Je ne sais pas encore si un jour je regretterai d'avoir créé ma propre prophétie, de m'être tant convaincue pendant toute ma vie que je ne voulais pas vous ressembler dans ce rôle maternel - et qui n'en portait que le nom - et qui m'a amenée à ne jamais prendre ce risque de ne pas savoir donner suffisamment d'amour à un enfant. Mon enfant.

Et le comble du comble, je me suis occupée des enfants des autres. J'ai aimé les enfants des autres. J'ai éduqué un peu aussi les enfants des autres. Et aujourd'hui, j'accompagne des adultes à cajoler l'enfant qu'ils ont été.

Rien n'est anodin, car en donnant à tous ces autres durant mon parcours, c'était aussi une façon de donner à l'enfant que j'étais ce que je n'avais pas reçu. Je l'ai souvent pensé même avant de démarrer ma thérapie. Cela me paraissait si clair que mes choix n'étaient pas anodins.

-*-

• **Consigne 1**
Recopiez mot pour mot chacune des lignes des enregistrements qui suivent.

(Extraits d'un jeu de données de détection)
-*-

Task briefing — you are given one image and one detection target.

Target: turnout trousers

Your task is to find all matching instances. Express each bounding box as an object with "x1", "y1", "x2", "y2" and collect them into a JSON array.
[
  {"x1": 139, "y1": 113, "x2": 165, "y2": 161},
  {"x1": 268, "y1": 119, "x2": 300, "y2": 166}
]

-*-

• **Consigne 2**
Prolongez le texte sur le refus de devenir mère en reprenant juste après sa dernière phrase.

• **Réponse rédigée 1**
Task briefing — you are given one image and one detection target.

Target: turnout trousers

Your task is to find all matching instances. Express each bounding box as an object with "x1", "y1", "x2", "y2" and collect them into a JSON array.
[
  {"x1": 139, "y1": 113, "x2": 165, "y2": 161},
  {"x1": 268, "y1": 119, "x2": 300, "y2": 166}
]

• **Réponse rédigée 2**
Je suis restée un moment là, à regarder la fumée se dissiper devant toi et puis...

Comme au musée, ou à la terrasse d'un café, je me suis mise à ressentir profondément... Mais qui connaît vraiment les histoires derrières tous ces visages sur ces tombes ?

Même toi, ma grand-mère, je ne sais pas grand chose de toi. Et même quand je demande à ta fille, ma mère... elle ne sait même pas te raconter. Elle n'a rien à dire sur toi, de votre lien, de votre relation. Alors, vois-tu, à part des faits factuels, dans lesquels je pourrai imaginer tes facteurs de risques pendant ta période développementale, je n'ai que ça à quoi me raccrocher.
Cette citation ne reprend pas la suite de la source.